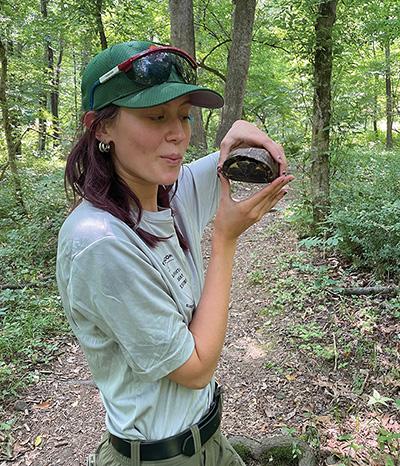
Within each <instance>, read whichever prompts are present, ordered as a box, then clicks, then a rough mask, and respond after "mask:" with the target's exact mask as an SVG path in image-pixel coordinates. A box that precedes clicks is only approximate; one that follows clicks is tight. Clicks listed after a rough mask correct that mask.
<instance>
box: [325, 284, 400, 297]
mask: <svg viewBox="0 0 400 466" xmlns="http://www.w3.org/2000/svg"><path fill="white" fill-rule="evenodd" d="M333 291H334V292H335V293H339V294H343V295H345V296H374V295H382V296H397V295H398V293H399V291H400V287H398V286H366V287H363V288H335V289H334V290H333Z"/></svg>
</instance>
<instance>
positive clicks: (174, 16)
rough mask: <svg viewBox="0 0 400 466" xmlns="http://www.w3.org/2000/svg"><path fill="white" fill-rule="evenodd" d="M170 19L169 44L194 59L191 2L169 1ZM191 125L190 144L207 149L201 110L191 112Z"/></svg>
mask: <svg viewBox="0 0 400 466" xmlns="http://www.w3.org/2000/svg"><path fill="white" fill-rule="evenodd" d="M169 11H170V18H171V43H172V44H173V45H175V46H176V47H180V48H182V49H183V50H186V51H187V52H188V53H190V55H192V57H194V58H196V46H195V37H194V22H193V0H169ZM192 115H193V125H192V137H191V141H190V142H191V144H192V145H193V146H195V147H196V148H197V149H200V150H206V149H207V139H206V133H205V131H204V126H203V117H202V112H201V109H200V108H198V107H196V108H194V109H193V111H192Z"/></svg>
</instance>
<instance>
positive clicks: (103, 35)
mask: <svg viewBox="0 0 400 466" xmlns="http://www.w3.org/2000/svg"><path fill="white" fill-rule="evenodd" d="M94 7H95V10H94V15H95V18H96V24H97V32H98V33H99V37H100V44H101V48H102V50H105V49H106V48H107V47H108V44H107V37H106V33H105V30H104V24H103V19H102V16H101V14H102V11H103V0H95V2H94Z"/></svg>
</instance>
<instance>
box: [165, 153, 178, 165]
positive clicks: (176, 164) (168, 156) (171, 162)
mask: <svg viewBox="0 0 400 466" xmlns="http://www.w3.org/2000/svg"><path fill="white" fill-rule="evenodd" d="M161 158H162V159H163V160H165V161H166V162H167V163H168V165H174V166H175V165H180V164H181V163H182V160H183V157H182V156H181V155H179V154H168V155H162V156H161Z"/></svg>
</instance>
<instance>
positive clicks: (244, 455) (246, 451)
mask: <svg viewBox="0 0 400 466" xmlns="http://www.w3.org/2000/svg"><path fill="white" fill-rule="evenodd" d="M232 446H233V448H234V449H235V450H236V452H237V453H238V455H239V456H240V457H241V458H242V460H243V461H244V462H245V463H246V461H248V460H249V459H250V458H251V449H250V448H249V447H248V446H246V445H243V443H234V444H233V445H232Z"/></svg>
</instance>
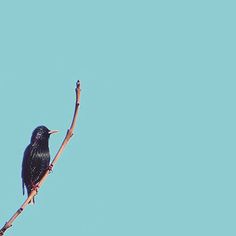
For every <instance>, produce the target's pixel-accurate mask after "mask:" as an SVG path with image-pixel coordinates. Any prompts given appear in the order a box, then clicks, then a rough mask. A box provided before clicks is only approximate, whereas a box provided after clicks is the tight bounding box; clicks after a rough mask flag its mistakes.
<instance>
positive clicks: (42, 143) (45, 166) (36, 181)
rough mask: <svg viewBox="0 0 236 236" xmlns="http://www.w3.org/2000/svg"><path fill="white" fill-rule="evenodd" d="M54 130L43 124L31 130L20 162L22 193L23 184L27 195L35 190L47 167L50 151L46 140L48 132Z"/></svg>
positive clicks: (47, 140)
mask: <svg viewBox="0 0 236 236" xmlns="http://www.w3.org/2000/svg"><path fill="white" fill-rule="evenodd" d="M56 132H58V131H57V130H49V129H48V128H47V127H45V126H39V127H37V128H36V129H35V130H34V131H33V133H32V136H31V141H30V144H29V145H28V146H27V148H26V149H25V152H24V157H23V162H22V173H21V177H22V187H23V195H24V193H25V189H24V186H25V187H26V189H27V193H28V196H29V195H30V193H31V191H32V190H36V191H37V187H38V183H39V181H40V180H41V179H42V177H43V176H44V174H45V173H46V171H47V170H48V169H49V163H50V153H49V148H48V140H49V137H50V134H53V133H56ZM33 203H34V198H33Z"/></svg>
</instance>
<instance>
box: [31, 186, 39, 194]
mask: <svg viewBox="0 0 236 236" xmlns="http://www.w3.org/2000/svg"><path fill="white" fill-rule="evenodd" d="M34 190H35V191H36V194H38V191H39V184H32V188H31V191H34Z"/></svg>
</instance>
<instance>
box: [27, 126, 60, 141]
mask: <svg viewBox="0 0 236 236" xmlns="http://www.w3.org/2000/svg"><path fill="white" fill-rule="evenodd" d="M57 132H58V130H49V129H48V128H47V127H45V126H38V127H37V128H36V129H35V130H34V131H33V133H32V136H31V143H43V142H48V139H49V137H50V135H51V134H54V133H57Z"/></svg>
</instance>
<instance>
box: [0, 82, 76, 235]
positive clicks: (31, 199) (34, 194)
mask: <svg viewBox="0 0 236 236" xmlns="http://www.w3.org/2000/svg"><path fill="white" fill-rule="evenodd" d="M80 91H81V89H80V81H79V80H78V81H77V83H76V88H75V93H76V102H75V111H74V115H73V119H72V122H71V126H70V128H69V129H68V131H67V133H66V136H65V138H64V140H63V142H62V144H61V146H60V148H59V150H58V152H57V154H56V156H55V157H54V159H53V160H52V162H51V164H50V168H49V169H50V170H51V169H52V168H53V166H54V165H55V164H56V162H57V161H58V159H59V157H60V155H61V153H62V152H63V150H64V148H65V147H66V145H67V144H68V142H69V140H70V138H71V137H72V135H73V132H74V129H75V124H76V120H77V118H78V113H79V104H80ZM49 169H48V170H47V171H46V173H45V174H44V176H43V177H42V179H41V180H40V182H39V183H38V189H39V188H40V187H41V186H42V185H43V183H44V181H45V180H46V179H47V177H48V175H49V173H50V170H49ZM36 194H37V191H36V190H33V191H31V193H30V195H29V196H28V198H27V199H26V200H25V201H24V203H23V204H22V205H21V206H20V208H19V209H18V210H17V211H16V212H15V213H14V215H13V216H12V217H11V218H10V219H9V220H8V221H7V222H6V223H5V225H4V226H3V227H2V228H1V230H0V236H1V235H3V234H4V233H5V232H6V230H7V229H8V228H10V227H11V226H12V224H13V222H14V221H15V220H16V218H17V217H18V216H19V215H20V214H21V213H22V211H24V209H25V208H26V206H28V204H29V202H30V201H31V200H32V199H33V197H34V196H35V195H36Z"/></svg>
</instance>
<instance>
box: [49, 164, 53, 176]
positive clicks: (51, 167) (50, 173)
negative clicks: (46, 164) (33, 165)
mask: <svg viewBox="0 0 236 236" xmlns="http://www.w3.org/2000/svg"><path fill="white" fill-rule="evenodd" d="M52 169H53V164H51V165H49V167H48V170H49V174H51V173H52Z"/></svg>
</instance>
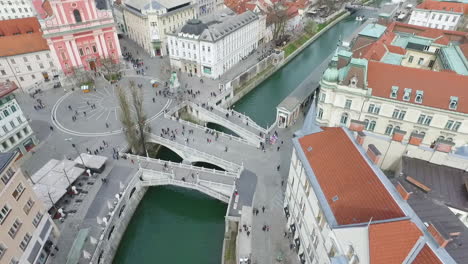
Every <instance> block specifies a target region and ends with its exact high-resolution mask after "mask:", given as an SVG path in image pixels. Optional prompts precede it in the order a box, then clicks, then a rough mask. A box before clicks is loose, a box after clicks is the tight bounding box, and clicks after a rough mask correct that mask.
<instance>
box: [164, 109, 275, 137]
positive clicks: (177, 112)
mask: <svg viewBox="0 0 468 264" xmlns="http://www.w3.org/2000/svg"><path fill="white" fill-rule="evenodd" d="M182 111H186V112H187V113H188V114H189V115H191V116H192V117H193V118H194V119H196V120H198V121H200V122H205V123H208V122H209V123H214V124H218V125H220V126H223V127H225V128H227V129H229V130H231V131H232V132H234V133H235V134H237V135H238V136H239V137H241V138H243V139H245V140H246V141H247V142H248V143H249V144H251V145H254V146H260V142H262V143H264V142H265V134H266V133H267V130H266V129H265V128H263V127H261V126H259V125H258V124H256V123H255V122H254V121H253V120H252V119H251V118H250V117H247V116H245V115H243V114H241V113H238V112H235V111H234V110H227V109H223V108H221V107H219V106H216V105H214V104H205V105H203V106H202V105H200V104H196V103H193V102H190V101H184V102H182V103H181V104H179V105H177V106H176V107H175V108H173V109H171V110H170V111H168V113H166V117H169V118H170V117H175V118H179V117H180V113H181V112H182Z"/></svg>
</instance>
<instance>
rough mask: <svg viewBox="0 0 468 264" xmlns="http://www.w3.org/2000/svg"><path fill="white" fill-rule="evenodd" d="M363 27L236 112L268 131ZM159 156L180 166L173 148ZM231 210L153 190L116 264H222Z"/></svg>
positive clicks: (315, 41) (122, 247) (249, 100)
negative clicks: (288, 101) (278, 114)
mask: <svg viewBox="0 0 468 264" xmlns="http://www.w3.org/2000/svg"><path fill="white" fill-rule="evenodd" d="M359 25H360V23H359V22H356V21H355V20H354V16H351V17H349V18H347V19H345V20H343V21H341V22H339V23H338V24H336V25H335V26H334V27H332V28H331V29H329V30H328V31H327V32H326V33H324V34H323V35H322V36H320V37H319V38H318V39H317V40H316V41H315V42H313V43H312V44H311V45H310V46H308V47H307V48H306V49H305V50H304V51H303V52H302V53H301V54H299V55H298V56H297V57H296V58H294V59H293V60H292V61H291V62H290V63H288V64H287V65H286V66H284V67H283V68H282V69H280V70H279V71H277V72H276V73H275V74H273V75H272V76H271V77H270V78H268V79H267V80H266V81H264V82H263V83H262V84H260V85H259V86H258V87H257V88H256V89H255V90H253V91H252V92H250V93H249V94H247V95H246V96H245V97H244V98H243V99H242V100H240V101H239V102H238V103H236V105H235V109H236V110H237V111H239V112H243V113H246V114H247V115H249V116H250V117H251V118H252V119H254V120H255V121H256V122H258V123H259V124H260V125H262V126H267V125H269V124H272V122H274V120H275V115H276V105H278V104H279V103H280V102H281V101H282V100H283V99H284V98H285V97H286V96H287V95H288V94H289V93H291V91H293V90H294V88H296V87H297V86H298V85H299V84H300V83H301V81H302V80H304V79H305V78H306V77H307V75H308V74H309V73H310V72H311V71H313V70H314V68H315V67H316V66H318V65H319V64H320V63H321V62H322V61H323V60H324V59H326V58H327V57H328V56H329V55H330V54H331V52H333V51H334V50H335V48H336V43H337V41H338V40H339V39H340V38H341V39H344V38H346V37H348V36H349V34H351V33H352V32H353V31H354V30H356V29H357V28H358V27H359ZM215 127H216V125H215ZM215 127H213V128H215ZM158 157H159V158H161V159H167V160H173V161H177V162H180V158H179V157H178V156H177V155H176V154H174V153H172V152H171V151H169V150H167V149H163V150H162V151H160V153H159V155H158ZM226 208H227V206H226V205H225V204H222V203H221V202H219V201H217V200H214V199H211V198H210V197H207V196H205V195H203V194H200V193H198V192H196V191H189V190H182V189H178V188H172V187H153V188H150V189H149V190H148V192H147V193H146V195H145V197H144V198H143V200H142V201H141V203H140V205H139V207H138V208H137V210H136V212H135V214H134V216H133V218H132V220H131V222H130V224H129V225H128V227H127V230H126V232H125V234H124V236H123V238H122V241H121V243H120V246H119V249H118V252H117V254H116V256H115V258H114V264H133V263H139V264H146V263H157V264H159V263H161V264H167V263H171V264H185V263H191V264H211V263H213V264H219V263H220V262H221V254H222V242H223V233H224V216H225V212H226Z"/></svg>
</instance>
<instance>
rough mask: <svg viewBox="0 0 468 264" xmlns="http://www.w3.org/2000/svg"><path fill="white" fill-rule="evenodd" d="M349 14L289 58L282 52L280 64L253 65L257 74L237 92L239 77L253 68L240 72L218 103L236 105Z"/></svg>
mask: <svg viewBox="0 0 468 264" xmlns="http://www.w3.org/2000/svg"><path fill="white" fill-rule="evenodd" d="M349 15H350V13H349V12H346V13H344V14H343V15H342V16H340V17H339V18H337V19H335V20H334V21H332V22H331V23H330V24H328V25H327V26H326V27H324V28H323V29H322V30H320V32H318V33H317V34H315V35H314V36H313V37H312V38H310V39H309V40H308V41H306V42H305V43H304V44H303V45H301V46H300V47H299V48H298V49H297V50H295V51H294V52H293V53H291V54H290V55H289V56H288V57H287V58H284V52H282V56H283V58H282V60H281V61H280V62H279V63H278V64H267V67H265V66H264V68H263V72H262V71H258V69H261V67H260V66H257V65H259V64H260V63H258V64H257V65H254V66H252V68H254V67H258V68H255V69H257V71H256V72H257V74H256V75H254V76H253V77H252V79H250V80H249V82H247V84H246V85H245V87H242V90H239V91H238V92H236V87H237V86H238V84H239V79H240V77H241V76H243V74H244V73H250V74H249V76H252V68H250V69H248V70H247V71H246V72H244V73H242V74H240V75H239V76H238V77H236V78H235V79H234V80H232V81H231V82H228V83H226V84H225V86H224V87H223V88H224V92H222V93H221V94H220V95H219V96H218V97H217V98H216V104H217V105H220V106H223V107H226V108H227V107H230V106H232V105H234V104H235V103H236V102H237V101H239V100H240V99H241V98H242V97H244V96H245V95H246V94H248V93H249V92H251V91H252V90H253V89H255V88H256V87H257V86H258V85H259V84H260V83H262V82H263V81H265V80H266V79H268V78H269V77H270V76H271V75H273V74H274V73H275V72H276V71H278V70H279V69H281V68H282V67H283V66H285V65H286V64H288V63H289V62H290V61H291V60H292V59H294V58H295V57H296V56H297V55H299V53H301V52H302V51H303V50H304V49H305V48H307V47H308V46H309V45H310V44H312V42H314V41H315V40H316V39H317V38H319V37H320V36H321V35H322V34H323V33H325V32H327V31H328V29H330V28H331V27H333V26H335V25H336V24H337V23H339V22H340V21H341V20H343V19H345V18H346V17H348V16H349ZM265 60H266V59H265ZM262 62H263V61H262ZM268 66H269V67H268ZM236 85H237V86H236Z"/></svg>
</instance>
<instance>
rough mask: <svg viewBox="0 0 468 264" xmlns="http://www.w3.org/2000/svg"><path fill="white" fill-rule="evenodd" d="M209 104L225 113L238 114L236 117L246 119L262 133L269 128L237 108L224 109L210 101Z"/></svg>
mask: <svg viewBox="0 0 468 264" xmlns="http://www.w3.org/2000/svg"><path fill="white" fill-rule="evenodd" d="M208 105H210V106H212V107H213V108H214V109H216V110H218V111H219V112H221V113H223V114H229V115H233V116H236V117H239V118H241V119H243V120H245V121H246V122H249V126H251V127H253V128H255V129H257V130H259V131H260V132H262V133H264V134H265V133H266V132H267V130H266V129H265V128H263V127H261V126H260V125H258V124H257V123H256V122H255V121H253V120H252V118H250V116H248V115H244V114H242V113H240V112H237V111H236V110H234V109H231V110H228V109H224V108H222V107H220V106H217V105H216V104H213V103H208Z"/></svg>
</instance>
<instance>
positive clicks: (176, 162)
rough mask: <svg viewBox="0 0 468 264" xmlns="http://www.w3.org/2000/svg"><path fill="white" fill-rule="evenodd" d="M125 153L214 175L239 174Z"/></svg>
mask: <svg viewBox="0 0 468 264" xmlns="http://www.w3.org/2000/svg"><path fill="white" fill-rule="evenodd" d="M126 155H127V157H128V158H131V159H134V160H136V161H143V162H149V163H156V164H159V165H163V166H164V165H165V164H167V165H168V166H170V167H175V168H181V169H187V170H192V171H199V172H206V173H211V174H216V175H221V176H226V177H232V178H239V175H240V173H239V172H231V171H220V170H216V169H208V168H204V167H199V166H193V165H191V164H190V165H189V164H183V163H178V162H172V161H167V160H161V159H153V158H149V157H143V156H139V155H133V154H126Z"/></svg>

====================

Task directions: "positive clicks: (174, 16)" marks the last line to keep. Retype every line from the start of the entries through that one, exactly, and drop the pictures.

Result of the task:
Within each <instance>, read whichever prompts are present, ordered as a box, then clicks, then a rough mask, and respond after "mask:" with the target's exact mask as an SVG path in image-pixel coordinates. A box that precedes clicks is only approximate; one that follows clicks is tight. Clicks listed after a rough mask correct that mask.
<instance>
box: [325, 284, 400, 297]
mask: <svg viewBox="0 0 400 466" xmlns="http://www.w3.org/2000/svg"><path fill="white" fill-rule="evenodd" d="M333 291H334V292H335V293H339V294H343V295H345V296H374V295H382V296H397V295H398V293H399V291H400V287H398V286H366V287H363V288H335V289H334V290H333Z"/></svg>
</instance>
<instance>
positive clicks: (174, 16)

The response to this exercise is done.